[Collected data]

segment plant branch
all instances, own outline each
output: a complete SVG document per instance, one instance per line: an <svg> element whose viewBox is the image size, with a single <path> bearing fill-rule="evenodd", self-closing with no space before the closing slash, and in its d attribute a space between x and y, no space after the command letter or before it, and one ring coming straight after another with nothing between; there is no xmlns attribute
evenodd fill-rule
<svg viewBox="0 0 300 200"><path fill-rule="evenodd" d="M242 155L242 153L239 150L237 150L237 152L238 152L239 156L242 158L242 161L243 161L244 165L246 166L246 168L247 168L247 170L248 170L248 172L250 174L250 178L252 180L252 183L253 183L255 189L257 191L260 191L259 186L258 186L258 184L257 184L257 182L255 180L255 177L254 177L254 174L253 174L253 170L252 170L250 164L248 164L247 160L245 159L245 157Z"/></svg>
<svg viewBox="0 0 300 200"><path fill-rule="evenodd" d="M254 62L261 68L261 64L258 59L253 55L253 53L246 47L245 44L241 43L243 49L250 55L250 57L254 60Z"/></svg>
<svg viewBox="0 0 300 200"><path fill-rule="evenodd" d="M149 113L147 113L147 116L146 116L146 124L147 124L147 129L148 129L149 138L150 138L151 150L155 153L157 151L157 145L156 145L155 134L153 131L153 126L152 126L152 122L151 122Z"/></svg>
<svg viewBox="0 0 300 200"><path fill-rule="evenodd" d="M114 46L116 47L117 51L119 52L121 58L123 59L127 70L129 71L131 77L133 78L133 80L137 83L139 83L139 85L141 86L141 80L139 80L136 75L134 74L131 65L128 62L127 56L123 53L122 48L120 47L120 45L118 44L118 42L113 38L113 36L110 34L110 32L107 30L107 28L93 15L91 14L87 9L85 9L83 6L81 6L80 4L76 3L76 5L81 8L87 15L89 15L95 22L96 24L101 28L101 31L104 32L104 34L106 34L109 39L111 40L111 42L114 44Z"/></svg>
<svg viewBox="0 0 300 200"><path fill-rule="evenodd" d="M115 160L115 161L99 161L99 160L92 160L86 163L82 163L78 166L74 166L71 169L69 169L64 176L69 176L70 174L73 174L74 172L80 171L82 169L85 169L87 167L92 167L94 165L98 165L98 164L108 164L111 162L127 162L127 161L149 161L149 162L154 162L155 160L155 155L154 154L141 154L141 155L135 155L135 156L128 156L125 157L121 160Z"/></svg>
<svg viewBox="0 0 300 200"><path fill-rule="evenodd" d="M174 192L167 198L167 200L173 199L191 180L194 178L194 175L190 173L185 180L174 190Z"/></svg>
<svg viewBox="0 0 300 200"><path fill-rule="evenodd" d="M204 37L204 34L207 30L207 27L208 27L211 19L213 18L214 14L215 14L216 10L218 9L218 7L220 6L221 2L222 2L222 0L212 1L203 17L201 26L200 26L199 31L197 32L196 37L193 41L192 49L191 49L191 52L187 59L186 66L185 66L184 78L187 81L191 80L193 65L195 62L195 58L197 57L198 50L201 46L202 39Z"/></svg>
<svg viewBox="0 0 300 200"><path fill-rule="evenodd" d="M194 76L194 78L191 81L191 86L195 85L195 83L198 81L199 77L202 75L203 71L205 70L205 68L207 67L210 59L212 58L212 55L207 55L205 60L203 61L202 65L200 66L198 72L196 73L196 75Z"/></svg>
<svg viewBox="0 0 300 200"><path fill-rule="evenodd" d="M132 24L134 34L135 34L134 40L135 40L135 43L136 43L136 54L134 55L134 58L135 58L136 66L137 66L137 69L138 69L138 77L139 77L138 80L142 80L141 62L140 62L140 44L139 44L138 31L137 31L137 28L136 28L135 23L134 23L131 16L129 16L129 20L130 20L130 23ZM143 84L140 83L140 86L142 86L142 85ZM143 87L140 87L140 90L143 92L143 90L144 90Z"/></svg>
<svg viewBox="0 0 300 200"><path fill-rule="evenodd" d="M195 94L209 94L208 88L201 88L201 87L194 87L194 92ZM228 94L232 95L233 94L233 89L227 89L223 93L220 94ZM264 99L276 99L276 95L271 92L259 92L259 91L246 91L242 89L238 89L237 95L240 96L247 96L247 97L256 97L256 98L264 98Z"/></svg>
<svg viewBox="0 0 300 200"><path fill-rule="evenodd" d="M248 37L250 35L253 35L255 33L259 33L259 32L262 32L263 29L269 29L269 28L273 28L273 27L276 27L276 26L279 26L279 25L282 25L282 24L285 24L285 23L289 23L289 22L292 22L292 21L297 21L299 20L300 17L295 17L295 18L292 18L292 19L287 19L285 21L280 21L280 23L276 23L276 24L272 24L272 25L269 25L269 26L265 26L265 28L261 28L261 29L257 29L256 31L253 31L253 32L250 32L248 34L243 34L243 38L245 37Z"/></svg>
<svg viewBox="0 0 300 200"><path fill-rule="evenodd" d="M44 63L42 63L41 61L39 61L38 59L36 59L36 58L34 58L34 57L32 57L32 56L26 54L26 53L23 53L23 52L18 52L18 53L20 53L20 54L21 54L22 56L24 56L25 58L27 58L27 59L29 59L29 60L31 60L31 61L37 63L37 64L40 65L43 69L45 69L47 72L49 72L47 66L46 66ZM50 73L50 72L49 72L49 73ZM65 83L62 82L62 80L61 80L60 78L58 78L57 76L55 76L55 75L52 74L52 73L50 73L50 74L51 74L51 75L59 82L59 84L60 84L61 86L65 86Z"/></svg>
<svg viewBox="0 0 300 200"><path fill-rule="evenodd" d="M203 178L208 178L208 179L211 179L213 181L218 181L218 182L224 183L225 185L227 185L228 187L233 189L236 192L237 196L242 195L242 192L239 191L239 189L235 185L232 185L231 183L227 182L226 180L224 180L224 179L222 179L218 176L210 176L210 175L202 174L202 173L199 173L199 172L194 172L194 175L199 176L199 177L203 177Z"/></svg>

### INSTRUCTIONS TO FOLLOW
Word for word, restate the entries from the first line to the line that has "all instances, own outline each", both included, and nothing else.

### WRITTEN ANSWER
segment plant branch
all instances, own outline each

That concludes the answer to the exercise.